EXTRAIT DU DOCUMENT:
Le palmarès du bonheur
Par Jose Arregi
Je ne savais pas que l’ONU avait instauré, il y a cinq ans, le 20 mars comme « jour international du bonheur ». Un jour de plus, comme tous les « jours » de quelque chose, consacré à ce dont nous manquons. Le jour du bonheur dont nous manquons et que nous recherchons comme le bien le plus précieux qui n’a pas de prix. À quoi sert-il de posséder tout ce que l’on veut si l’on n’est pas heureux ? Et qui ne donnerait pas volontiers tout ce qu’il possède en échange du bonheur ?
Il est clair que le bonheur absolu n’existe pas. Bien qu’il nous arrive de rencontrer des personnes qui se disent pleinement heureuses (heureuses soient-elles !). Celui qui prétend être pleinement heureux finit par être malheureux et rend les autres malheureux. Mais nous voudrions – et pourrions – tous être plus heureux. Comment être suffisamment ou un peu plus heureux : voilà la question.
Le Rapport mondial sur le Bonheur 2017 qui vient d’être publié par l’ONU, comme elle le fait depuis 2012 à l’occasion du jour du bonheur, peut nous éclairer à ce sujet. La Norvège est le pays le plus heureux, suivi du Danemark, de l’Islande, de la Suisse, de l’Autriche et de la Finlande ; viennent ensuite la Hollande, le Canada, la Nouvelle-Zélande, l’Australie et la Suède. À côté de ceux-ci, à la fois si près et si loin, se trouvent les pays les plus malheureux que je nommerai avec tristesse : le Rwanda, la Syrie, la Tanzanie, le Burundi et la République centrafricaine, la plus malheureuse. L’Espagne se trouve en 34e position et la France en 31e position.
Il n’est pas difficile de deviner de quels indicateurs l’ONU a tenu compte pour mesurer le bonheur : le revenu par habitant, la santé, l’espérance de vie, la liberté et les libertés, la générosité, l’aide sociale et l’absence de corruption dans les institutions privées et publiques. Ce sont des choses bien importantes auxquelles devraient aspirer et accéder tous les pays. Mais elles ne nous révèlent pas le secret ultime du bonheur. Ces facteurs ne sont pas suffisants pour qu’un pays ou une personne soit heureux et j’oserais dire que ces éléments-là ne sont pas les plus décisifs pour être vraiment heureux.

CONSIGNE 1: Reproduisez le passage de l'article sur le bonheur depuis « Le palmarès du » jusqu'à « du bonheur ? » inclus, sans rien y changer.

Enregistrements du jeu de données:
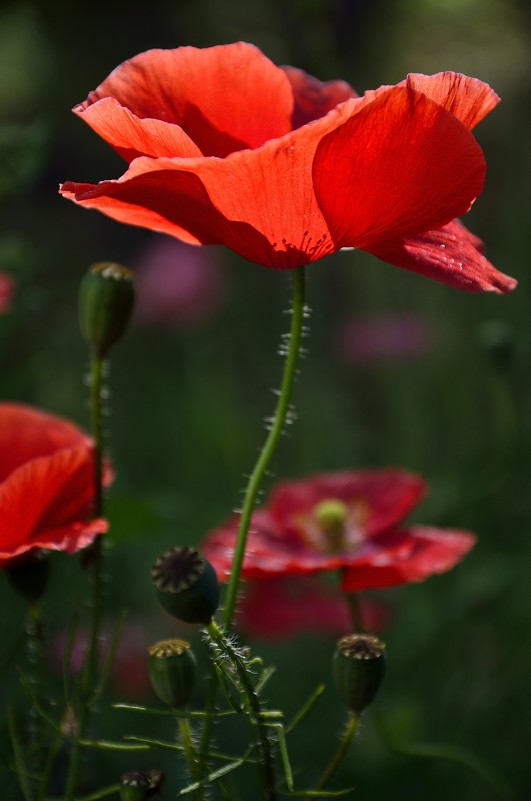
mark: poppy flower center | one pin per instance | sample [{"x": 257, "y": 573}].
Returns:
[{"x": 335, "y": 526}]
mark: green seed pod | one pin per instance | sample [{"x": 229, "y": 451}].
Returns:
[
  {"x": 106, "y": 299},
  {"x": 187, "y": 585},
  {"x": 359, "y": 667},
  {"x": 172, "y": 671},
  {"x": 140, "y": 785}
]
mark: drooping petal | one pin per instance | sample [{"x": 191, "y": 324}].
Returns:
[
  {"x": 451, "y": 255},
  {"x": 400, "y": 557},
  {"x": 468, "y": 99},
  {"x": 225, "y": 98},
  {"x": 260, "y": 203},
  {"x": 45, "y": 495},
  {"x": 69, "y": 539},
  {"x": 132, "y": 136},
  {"x": 387, "y": 495},
  {"x": 314, "y": 98},
  {"x": 401, "y": 165},
  {"x": 27, "y": 433}
]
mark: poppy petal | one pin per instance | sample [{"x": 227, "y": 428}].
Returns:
[
  {"x": 401, "y": 165},
  {"x": 27, "y": 433},
  {"x": 452, "y": 255},
  {"x": 406, "y": 556},
  {"x": 132, "y": 136},
  {"x": 315, "y": 98},
  {"x": 44, "y": 495},
  {"x": 260, "y": 203},
  {"x": 468, "y": 99},
  {"x": 225, "y": 98}
]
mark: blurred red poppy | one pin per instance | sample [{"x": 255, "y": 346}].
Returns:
[
  {"x": 281, "y": 607},
  {"x": 226, "y": 148},
  {"x": 46, "y": 484},
  {"x": 347, "y": 521}
]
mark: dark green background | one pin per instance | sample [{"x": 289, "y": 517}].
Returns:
[{"x": 187, "y": 403}]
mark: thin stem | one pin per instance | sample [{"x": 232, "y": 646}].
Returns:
[
  {"x": 96, "y": 386},
  {"x": 91, "y": 660},
  {"x": 253, "y": 708},
  {"x": 271, "y": 443},
  {"x": 191, "y": 755},
  {"x": 350, "y": 731}
]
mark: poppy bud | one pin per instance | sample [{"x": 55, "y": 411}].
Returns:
[
  {"x": 172, "y": 671},
  {"x": 359, "y": 667},
  {"x": 187, "y": 585},
  {"x": 29, "y": 575},
  {"x": 106, "y": 299},
  {"x": 139, "y": 785}
]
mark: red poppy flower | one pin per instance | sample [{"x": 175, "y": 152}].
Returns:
[
  {"x": 348, "y": 521},
  {"x": 226, "y": 148},
  {"x": 46, "y": 484}
]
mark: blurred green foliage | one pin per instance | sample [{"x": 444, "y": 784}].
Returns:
[{"x": 187, "y": 402}]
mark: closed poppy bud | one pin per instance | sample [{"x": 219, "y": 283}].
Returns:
[
  {"x": 359, "y": 667},
  {"x": 172, "y": 671},
  {"x": 187, "y": 585},
  {"x": 106, "y": 299},
  {"x": 139, "y": 785}
]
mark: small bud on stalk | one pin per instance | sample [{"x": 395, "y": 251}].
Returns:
[
  {"x": 172, "y": 671},
  {"x": 187, "y": 585},
  {"x": 139, "y": 785},
  {"x": 359, "y": 667},
  {"x": 106, "y": 299}
]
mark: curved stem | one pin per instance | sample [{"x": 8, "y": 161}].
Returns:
[
  {"x": 91, "y": 660},
  {"x": 191, "y": 755},
  {"x": 271, "y": 443},
  {"x": 252, "y": 702},
  {"x": 350, "y": 731}
]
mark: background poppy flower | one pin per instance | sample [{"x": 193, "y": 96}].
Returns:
[
  {"x": 346, "y": 521},
  {"x": 7, "y": 289},
  {"x": 226, "y": 148},
  {"x": 46, "y": 484}
]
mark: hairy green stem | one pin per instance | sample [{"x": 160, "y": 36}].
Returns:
[
  {"x": 350, "y": 731},
  {"x": 192, "y": 757},
  {"x": 252, "y": 707},
  {"x": 95, "y": 554},
  {"x": 271, "y": 443}
]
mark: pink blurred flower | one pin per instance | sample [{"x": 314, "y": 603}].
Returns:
[
  {"x": 384, "y": 336},
  {"x": 178, "y": 285},
  {"x": 7, "y": 289},
  {"x": 279, "y": 608}
]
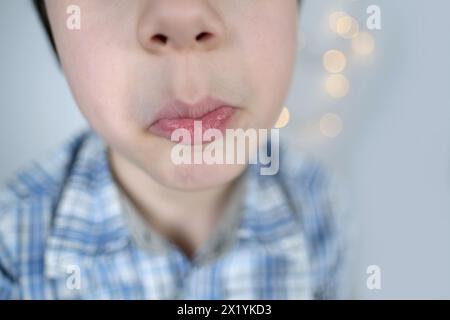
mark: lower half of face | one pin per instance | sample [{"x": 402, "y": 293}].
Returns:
[{"x": 139, "y": 69}]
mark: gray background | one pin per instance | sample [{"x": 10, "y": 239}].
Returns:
[{"x": 391, "y": 161}]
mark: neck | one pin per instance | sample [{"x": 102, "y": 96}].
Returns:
[{"x": 185, "y": 218}]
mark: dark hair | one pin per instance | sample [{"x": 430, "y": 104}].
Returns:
[{"x": 42, "y": 12}]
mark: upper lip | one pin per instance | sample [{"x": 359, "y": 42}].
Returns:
[{"x": 177, "y": 109}]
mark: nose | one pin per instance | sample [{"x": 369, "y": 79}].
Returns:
[{"x": 180, "y": 25}]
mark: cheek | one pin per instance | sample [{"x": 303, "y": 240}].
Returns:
[
  {"x": 100, "y": 84},
  {"x": 270, "y": 56}
]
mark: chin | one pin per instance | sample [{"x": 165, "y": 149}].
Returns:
[{"x": 198, "y": 177}]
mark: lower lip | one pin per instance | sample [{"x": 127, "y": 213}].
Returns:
[{"x": 217, "y": 119}]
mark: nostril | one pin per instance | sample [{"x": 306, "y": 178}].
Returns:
[
  {"x": 159, "y": 39},
  {"x": 204, "y": 36}
]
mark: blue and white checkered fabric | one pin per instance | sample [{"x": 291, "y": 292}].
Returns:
[{"x": 63, "y": 236}]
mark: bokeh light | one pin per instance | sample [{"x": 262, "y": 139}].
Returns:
[
  {"x": 334, "y": 61},
  {"x": 331, "y": 125},
  {"x": 283, "y": 120},
  {"x": 337, "y": 85},
  {"x": 363, "y": 43}
]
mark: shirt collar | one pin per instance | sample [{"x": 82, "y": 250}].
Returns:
[{"x": 89, "y": 222}]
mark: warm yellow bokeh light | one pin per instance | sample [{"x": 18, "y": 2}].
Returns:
[
  {"x": 334, "y": 61},
  {"x": 347, "y": 27},
  {"x": 337, "y": 85},
  {"x": 333, "y": 19},
  {"x": 283, "y": 120},
  {"x": 363, "y": 43},
  {"x": 330, "y": 125}
]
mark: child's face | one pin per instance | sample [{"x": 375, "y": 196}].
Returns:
[{"x": 130, "y": 58}]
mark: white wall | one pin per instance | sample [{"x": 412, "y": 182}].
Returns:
[{"x": 392, "y": 156}]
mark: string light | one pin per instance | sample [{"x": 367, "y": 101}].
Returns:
[
  {"x": 333, "y": 19},
  {"x": 337, "y": 85},
  {"x": 363, "y": 43},
  {"x": 347, "y": 27},
  {"x": 334, "y": 61},
  {"x": 284, "y": 118},
  {"x": 330, "y": 125}
]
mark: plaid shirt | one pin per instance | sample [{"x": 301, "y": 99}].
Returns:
[{"x": 63, "y": 236}]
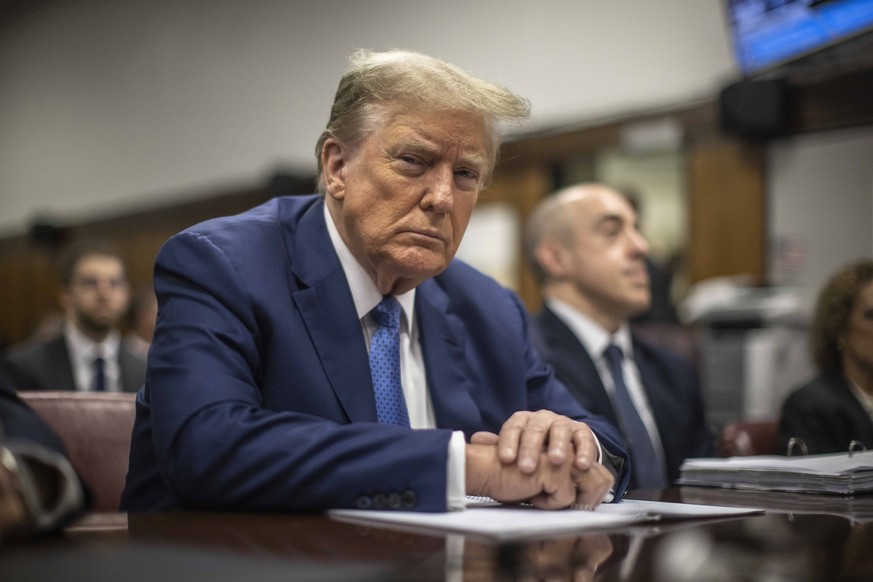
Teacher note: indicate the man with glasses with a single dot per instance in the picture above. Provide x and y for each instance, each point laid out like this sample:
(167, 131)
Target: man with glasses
(89, 355)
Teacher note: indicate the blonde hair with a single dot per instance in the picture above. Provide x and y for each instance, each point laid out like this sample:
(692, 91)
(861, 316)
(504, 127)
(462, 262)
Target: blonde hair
(377, 81)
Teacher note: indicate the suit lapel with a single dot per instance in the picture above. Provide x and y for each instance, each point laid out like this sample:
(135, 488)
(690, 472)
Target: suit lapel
(581, 377)
(442, 336)
(651, 378)
(326, 306)
(60, 369)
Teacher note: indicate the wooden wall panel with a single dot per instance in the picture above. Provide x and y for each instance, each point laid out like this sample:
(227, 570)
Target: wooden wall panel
(727, 210)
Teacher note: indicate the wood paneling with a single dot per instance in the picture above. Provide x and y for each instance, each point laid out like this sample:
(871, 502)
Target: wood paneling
(727, 210)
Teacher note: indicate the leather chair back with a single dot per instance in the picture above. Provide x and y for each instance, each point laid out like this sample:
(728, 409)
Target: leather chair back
(746, 438)
(95, 428)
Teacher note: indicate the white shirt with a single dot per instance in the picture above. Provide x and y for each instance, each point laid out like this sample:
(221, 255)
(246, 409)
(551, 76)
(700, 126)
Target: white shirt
(83, 351)
(366, 296)
(596, 339)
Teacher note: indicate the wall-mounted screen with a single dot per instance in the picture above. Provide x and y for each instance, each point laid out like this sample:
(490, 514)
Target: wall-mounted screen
(768, 33)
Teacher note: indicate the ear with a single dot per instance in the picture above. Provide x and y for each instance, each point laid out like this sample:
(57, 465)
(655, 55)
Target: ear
(334, 163)
(553, 258)
(64, 298)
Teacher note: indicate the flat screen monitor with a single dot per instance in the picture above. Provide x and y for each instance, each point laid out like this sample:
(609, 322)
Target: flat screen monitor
(770, 33)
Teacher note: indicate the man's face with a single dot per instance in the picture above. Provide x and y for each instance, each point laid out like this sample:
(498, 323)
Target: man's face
(607, 258)
(403, 197)
(97, 295)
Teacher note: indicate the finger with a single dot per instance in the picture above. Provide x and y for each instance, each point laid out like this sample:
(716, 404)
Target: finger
(484, 438)
(592, 486)
(533, 438)
(585, 446)
(560, 441)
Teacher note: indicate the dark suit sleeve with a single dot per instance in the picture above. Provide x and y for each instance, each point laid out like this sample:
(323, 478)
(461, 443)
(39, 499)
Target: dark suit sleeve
(49, 486)
(216, 444)
(809, 417)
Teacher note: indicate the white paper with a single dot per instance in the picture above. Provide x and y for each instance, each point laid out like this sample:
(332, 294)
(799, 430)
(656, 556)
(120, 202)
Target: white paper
(501, 522)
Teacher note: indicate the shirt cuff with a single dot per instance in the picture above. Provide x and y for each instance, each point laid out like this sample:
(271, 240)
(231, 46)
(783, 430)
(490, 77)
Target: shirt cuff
(456, 495)
(610, 497)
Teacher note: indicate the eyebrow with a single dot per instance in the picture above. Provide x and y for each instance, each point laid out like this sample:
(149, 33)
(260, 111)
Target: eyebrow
(420, 143)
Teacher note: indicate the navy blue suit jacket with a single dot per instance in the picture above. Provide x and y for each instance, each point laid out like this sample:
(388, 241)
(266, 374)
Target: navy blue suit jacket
(258, 394)
(669, 381)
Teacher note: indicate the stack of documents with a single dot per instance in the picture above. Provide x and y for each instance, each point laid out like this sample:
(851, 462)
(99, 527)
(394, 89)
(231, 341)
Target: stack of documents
(502, 522)
(855, 509)
(839, 473)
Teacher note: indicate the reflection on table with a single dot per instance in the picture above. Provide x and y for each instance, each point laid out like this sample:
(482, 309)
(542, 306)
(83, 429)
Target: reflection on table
(775, 546)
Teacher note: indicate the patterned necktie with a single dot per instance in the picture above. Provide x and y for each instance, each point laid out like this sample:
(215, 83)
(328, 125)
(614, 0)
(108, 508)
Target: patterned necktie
(647, 472)
(99, 374)
(385, 363)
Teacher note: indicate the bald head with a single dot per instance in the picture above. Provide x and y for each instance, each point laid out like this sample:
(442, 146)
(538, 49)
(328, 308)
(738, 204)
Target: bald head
(583, 244)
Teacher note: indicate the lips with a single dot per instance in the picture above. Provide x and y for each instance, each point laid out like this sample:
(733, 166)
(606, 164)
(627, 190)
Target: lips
(430, 234)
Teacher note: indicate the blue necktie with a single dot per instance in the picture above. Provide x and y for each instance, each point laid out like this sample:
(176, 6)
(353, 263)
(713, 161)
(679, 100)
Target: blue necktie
(646, 471)
(99, 375)
(385, 363)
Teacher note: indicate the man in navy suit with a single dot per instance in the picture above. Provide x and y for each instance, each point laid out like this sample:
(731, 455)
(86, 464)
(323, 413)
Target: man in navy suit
(260, 394)
(583, 245)
(89, 353)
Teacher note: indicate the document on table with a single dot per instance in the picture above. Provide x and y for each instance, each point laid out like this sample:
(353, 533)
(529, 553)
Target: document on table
(502, 522)
(838, 473)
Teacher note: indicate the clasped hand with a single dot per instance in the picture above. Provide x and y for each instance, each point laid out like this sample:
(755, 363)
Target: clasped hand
(541, 458)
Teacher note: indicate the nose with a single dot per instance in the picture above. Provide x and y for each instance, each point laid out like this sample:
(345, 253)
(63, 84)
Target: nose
(440, 193)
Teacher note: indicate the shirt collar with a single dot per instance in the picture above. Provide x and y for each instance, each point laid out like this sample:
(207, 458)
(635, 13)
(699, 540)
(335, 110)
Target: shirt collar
(84, 348)
(365, 294)
(593, 336)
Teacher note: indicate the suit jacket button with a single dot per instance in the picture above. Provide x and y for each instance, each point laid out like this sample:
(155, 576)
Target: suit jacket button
(408, 499)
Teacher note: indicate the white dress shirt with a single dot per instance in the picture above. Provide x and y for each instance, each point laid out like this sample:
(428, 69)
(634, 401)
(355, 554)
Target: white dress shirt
(366, 296)
(83, 351)
(596, 339)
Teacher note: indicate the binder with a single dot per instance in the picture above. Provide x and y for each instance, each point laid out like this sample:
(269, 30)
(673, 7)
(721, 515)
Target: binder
(846, 473)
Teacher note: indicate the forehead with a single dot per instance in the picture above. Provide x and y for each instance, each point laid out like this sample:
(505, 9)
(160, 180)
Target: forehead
(96, 264)
(464, 132)
(593, 205)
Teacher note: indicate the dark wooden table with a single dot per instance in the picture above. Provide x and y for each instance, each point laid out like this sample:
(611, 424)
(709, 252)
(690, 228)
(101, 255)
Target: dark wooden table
(835, 542)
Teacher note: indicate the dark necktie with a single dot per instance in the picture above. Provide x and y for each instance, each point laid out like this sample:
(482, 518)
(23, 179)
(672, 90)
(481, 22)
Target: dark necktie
(99, 374)
(385, 363)
(646, 471)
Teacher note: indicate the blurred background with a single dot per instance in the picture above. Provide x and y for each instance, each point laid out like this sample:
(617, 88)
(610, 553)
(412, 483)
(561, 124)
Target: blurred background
(743, 129)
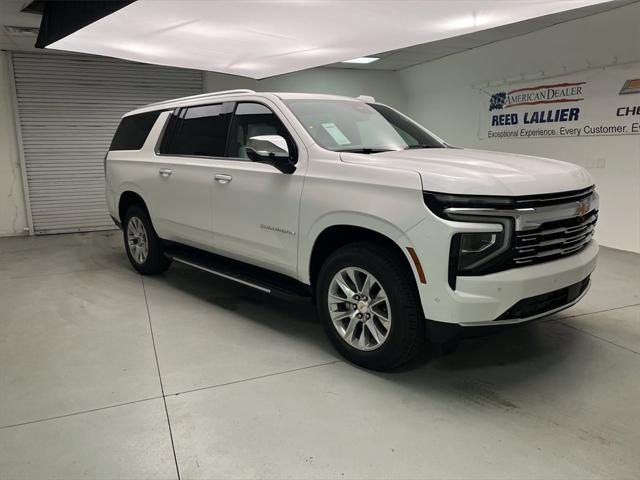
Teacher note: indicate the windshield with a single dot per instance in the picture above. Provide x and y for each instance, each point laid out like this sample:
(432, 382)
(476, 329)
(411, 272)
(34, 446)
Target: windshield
(352, 126)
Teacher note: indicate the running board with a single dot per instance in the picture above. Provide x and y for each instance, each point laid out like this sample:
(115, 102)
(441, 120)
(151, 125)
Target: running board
(251, 276)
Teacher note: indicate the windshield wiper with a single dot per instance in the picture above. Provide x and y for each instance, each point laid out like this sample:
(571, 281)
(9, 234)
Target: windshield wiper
(368, 151)
(413, 147)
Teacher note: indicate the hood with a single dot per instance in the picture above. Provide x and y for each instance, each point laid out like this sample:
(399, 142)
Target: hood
(479, 172)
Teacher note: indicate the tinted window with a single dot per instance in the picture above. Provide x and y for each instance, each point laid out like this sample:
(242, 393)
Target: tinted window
(133, 131)
(251, 120)
(202, 131)
(345, 125)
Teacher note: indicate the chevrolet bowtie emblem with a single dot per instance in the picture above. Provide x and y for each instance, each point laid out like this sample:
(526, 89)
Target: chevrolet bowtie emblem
(583, 207)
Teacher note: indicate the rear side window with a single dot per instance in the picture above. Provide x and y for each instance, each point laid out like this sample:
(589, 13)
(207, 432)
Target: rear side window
(133, 131)
(200, 131)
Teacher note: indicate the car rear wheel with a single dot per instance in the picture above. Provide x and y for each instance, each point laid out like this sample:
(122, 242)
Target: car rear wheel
(369, 306)
(144, 248)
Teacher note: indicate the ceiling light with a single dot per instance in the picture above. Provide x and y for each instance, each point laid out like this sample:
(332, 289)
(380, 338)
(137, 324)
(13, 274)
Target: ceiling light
(278, 37)
(361, 60)
(468, 22)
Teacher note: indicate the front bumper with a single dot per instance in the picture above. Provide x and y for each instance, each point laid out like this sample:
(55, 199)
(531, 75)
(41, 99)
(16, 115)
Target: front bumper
(483, 300)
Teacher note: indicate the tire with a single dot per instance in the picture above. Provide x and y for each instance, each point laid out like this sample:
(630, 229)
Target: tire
(138, 228)
(404, 331)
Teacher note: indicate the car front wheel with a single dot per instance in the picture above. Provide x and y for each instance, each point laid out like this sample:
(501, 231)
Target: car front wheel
(144, 248)
(369, 306)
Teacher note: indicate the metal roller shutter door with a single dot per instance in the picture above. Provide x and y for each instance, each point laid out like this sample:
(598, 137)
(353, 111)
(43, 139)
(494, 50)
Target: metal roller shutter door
(69, 107)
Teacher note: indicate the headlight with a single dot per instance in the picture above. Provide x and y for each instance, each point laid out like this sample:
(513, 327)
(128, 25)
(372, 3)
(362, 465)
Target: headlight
(438, 202)
(476, 249)
(476, 253)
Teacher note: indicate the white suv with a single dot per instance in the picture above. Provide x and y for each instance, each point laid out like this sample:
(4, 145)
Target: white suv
(397, 236)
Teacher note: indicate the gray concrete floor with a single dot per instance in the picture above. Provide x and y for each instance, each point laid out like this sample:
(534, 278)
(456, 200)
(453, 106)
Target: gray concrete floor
(104, 374)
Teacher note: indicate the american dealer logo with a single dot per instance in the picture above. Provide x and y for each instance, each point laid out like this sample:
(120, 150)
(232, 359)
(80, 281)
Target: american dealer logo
(537, 98)
(538, 95)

CONSIGNE 2: Extrayez des enregistrements toutes les lignes qui contiennent le mot « shirt ».

RÉPONSE RÉDIGÉE 1:
Le palmarès du bonheur
Par Jose Arregi
Je ne savais pas que l’ONU avait instauré, il y a cinq ans, le 20 mars comme « jour international du bonheur ». Un jour de plus, comme tous les « jours » de quelque chose, consacré à ce dont nous manquons. Le jour du bonheur dont nous manquons et que nous recherchons comme le bien le plus précieux qui n’a pas de prix. À quoi sert-il de posséder tout ce que l’on veut si l’on n’est pas heureux ? Et qui ne donnerait pas volontiers tout ce qu’il possède en échange du bonheur ?

RÉPONSE RÉDIGÉE 2:
mark: shirt collar | one pin per instance | sample [{"x": 82, "y": 250}].
mark: plaid shirt | one pin per instance | sample [{"x": 301, "y": 99}].
Teacher note: indicate the white shirt with a single dot per instance in the picture above. Provide x and y for each instance, each point laid out like this sample:
Target: white shirt
Teacher note: indicate the shirt cuff with a single dot per instance in the picture above. Provide x and y for each instance, each point laid out like this sample:
Target: shirt cuff
Teacher note: indicate the shirt collar with a single dot per instance in the picture above. Provide x and y for each instance, each point laid out like this sample:
Target: shirt collar
Teacher note: indicate the white dress shirt with a single dot per instance in the picture above. Provide x and y for each instance, each point laid out like this sample:
Target: white dress shirt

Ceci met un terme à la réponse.